[Start PROVIDED INFORMATION]
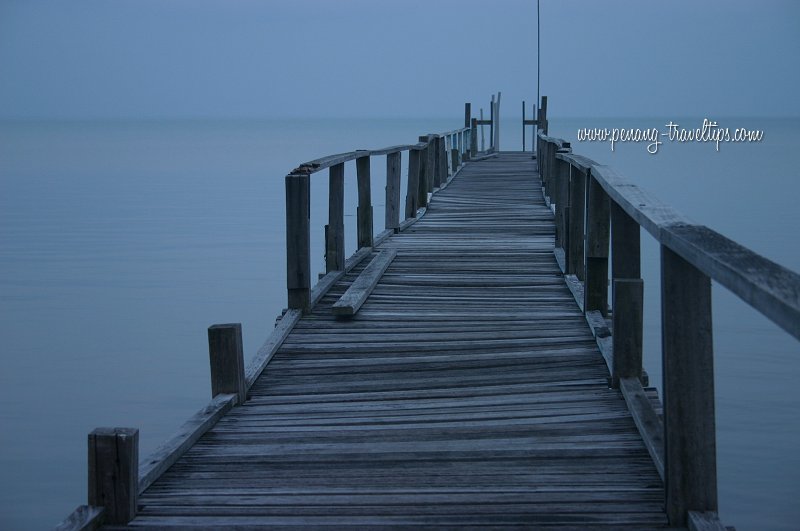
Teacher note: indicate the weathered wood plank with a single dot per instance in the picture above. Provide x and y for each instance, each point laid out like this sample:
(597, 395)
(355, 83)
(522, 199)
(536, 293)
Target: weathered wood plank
(688, 361)
(334, 232)
(355, 296)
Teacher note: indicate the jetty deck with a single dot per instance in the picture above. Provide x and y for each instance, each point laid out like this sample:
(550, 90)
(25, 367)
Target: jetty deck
(467, 390)
(464, 366)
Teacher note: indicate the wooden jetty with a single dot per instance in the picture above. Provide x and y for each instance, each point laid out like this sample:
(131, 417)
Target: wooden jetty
(463, 368)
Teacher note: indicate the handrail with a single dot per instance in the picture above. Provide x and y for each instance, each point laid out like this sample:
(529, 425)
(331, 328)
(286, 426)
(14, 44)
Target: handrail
(596, 211)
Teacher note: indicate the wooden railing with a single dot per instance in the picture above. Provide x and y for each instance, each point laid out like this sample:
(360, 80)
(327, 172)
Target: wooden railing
(116, 476)
(431, 161)
(596, 211)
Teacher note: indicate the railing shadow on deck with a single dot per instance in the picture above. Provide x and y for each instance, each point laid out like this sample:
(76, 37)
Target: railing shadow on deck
(116, 476)
(597, 210)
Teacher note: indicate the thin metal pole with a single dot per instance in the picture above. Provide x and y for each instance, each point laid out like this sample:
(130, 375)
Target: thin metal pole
(538, 56)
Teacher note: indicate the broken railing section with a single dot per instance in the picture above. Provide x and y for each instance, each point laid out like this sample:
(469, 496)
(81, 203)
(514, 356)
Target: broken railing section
(433, 160)
(597, 210)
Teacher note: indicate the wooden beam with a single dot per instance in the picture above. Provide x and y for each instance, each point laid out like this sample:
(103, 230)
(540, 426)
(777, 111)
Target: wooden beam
(412, 190)
(298, 241)
(364, 209)
(392, 191)
(688, 361)
(334, 231)
(597, 243)
(644, 416)
(113, 472)
(355, 296)
(227, 360)
(84, 518)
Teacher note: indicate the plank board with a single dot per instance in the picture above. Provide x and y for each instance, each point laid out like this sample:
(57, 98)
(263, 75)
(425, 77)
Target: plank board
(468, 390)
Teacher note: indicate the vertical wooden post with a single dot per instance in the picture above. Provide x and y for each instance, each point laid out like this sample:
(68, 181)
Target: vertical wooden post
(627, 295)
(442, 160)
(430, 165)
(364, 211)
(597, 239)
(543, 115)
(227, 360)
(473, 138)
(334, 230)
(577, 193)
(393, 191)
(437, 162)
(560, 175)
(412, 191)
(114, 473)
(497, 122)
(424, 173)
(491, 123)
(298, 238)
(483, 138)
(688, 371)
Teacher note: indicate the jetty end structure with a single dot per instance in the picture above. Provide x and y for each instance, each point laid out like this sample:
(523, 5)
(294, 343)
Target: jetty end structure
(465, 366)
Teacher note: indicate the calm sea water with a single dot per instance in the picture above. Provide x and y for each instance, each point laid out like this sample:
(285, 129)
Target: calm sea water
(120, 243)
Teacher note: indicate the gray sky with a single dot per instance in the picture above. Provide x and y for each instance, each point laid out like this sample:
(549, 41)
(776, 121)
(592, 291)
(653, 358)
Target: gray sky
(245, 58)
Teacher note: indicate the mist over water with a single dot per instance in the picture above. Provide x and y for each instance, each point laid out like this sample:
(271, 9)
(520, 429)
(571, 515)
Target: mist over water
(121, 242)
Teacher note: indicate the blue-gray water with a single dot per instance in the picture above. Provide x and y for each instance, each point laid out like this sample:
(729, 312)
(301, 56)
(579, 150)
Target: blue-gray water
(120, 242)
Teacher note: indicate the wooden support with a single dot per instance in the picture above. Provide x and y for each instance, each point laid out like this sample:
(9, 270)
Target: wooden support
(688, 372)
(364, 211)
(227, 360)
(491, 123)
(597, 241)
(473, 139)
(577, 194)
(430, 166)
(424, 173)
(627, 295)
(114, 473)
(628, 300)
(393, 190)
(334, 230)
(561, 175)
(298, 238)
(543, 115)
(625, 244)
(355, 296)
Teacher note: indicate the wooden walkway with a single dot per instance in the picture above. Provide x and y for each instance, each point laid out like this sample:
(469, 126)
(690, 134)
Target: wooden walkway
(467, 391)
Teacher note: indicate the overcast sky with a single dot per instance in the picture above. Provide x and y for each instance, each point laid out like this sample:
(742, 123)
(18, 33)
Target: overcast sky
(245, 58)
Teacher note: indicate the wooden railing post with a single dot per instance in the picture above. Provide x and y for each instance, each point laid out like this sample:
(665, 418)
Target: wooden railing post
(437, 162)
(412, 191)
(442, 151)
(543, 115)
(334, 230)
(227, 360)
(430, 166)
(422, 182)
(627, 296)
(298, 238)
(364, 211)
(688, 362)
(597, 238)
(473, 138)
(561, 175)
(577, 194)
(114, 473)
(393, 161)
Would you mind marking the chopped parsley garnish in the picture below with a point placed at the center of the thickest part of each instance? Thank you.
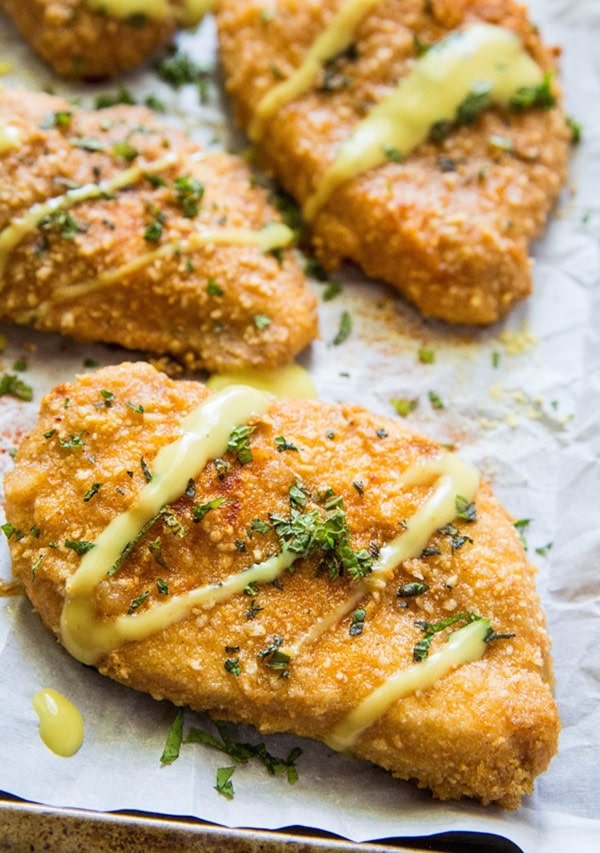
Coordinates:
[End PROVIDED INFORMATION]
EXERCISE OBJECTIVE: In the records above, find the line with "Teacher note: indicate the wooden support" and copy from it through the last line exactly, without the pictures.

FINISHED EXERCISE:
Teacher note: indicate the wooden support with a single dot per instance in the picture above. Provide x and y for each instance, each point laid out like this sample:
(9, 270)
Target: wooden support
(688, 372)
(364, 211)
(227, 360)
(491, 123)
(597, 241)
(473, 139)
(577, 194)
(430, 166)
(424, 173)
(627, 295)
(114, 473)
(628, 300)
(393, 190)
(334, 230)
(561, 175)
(298, 238)
(543, 115)
(625, 244)
(355, 296)
Teacher note: indicate the wooden walkway with a single dot per instance in the picture above. Provide x and y for each instance, each point laid out like this sample:
(469, 126)
(690, 134)
Target: wooden walkway
(467, 391)
Teacher note: indicate the overcast sky with a single dot per instance in the picture above. Provide x and y for each instance, each point laid out like this sample:
(742, 123)
(18, 33)
Target: overcast sky
(245, 58)
Teacher note: indicate the wooden railing post with a single dot per instance in the picture above. Provide x and y for each instance, each point laid out like this sample:
(665, 418)
Target: wooden railing post
(437, 162)
(412, 191)
(442, 151)
(543, 115)
(334, 230)
(227, 360)
(430, 166)
(422, 182)
(627, 296)
(298, 238)
(364, 211)
(688, 362)
(597, 238)
(473, 138)
(561, 175)
(577, 194)
(114, 473)
(393, 161)
Would you mind marking the chopped parsley garnish in the picture below with a point placed at the center of the thickest part of each instance? Thank you.
Coordinates:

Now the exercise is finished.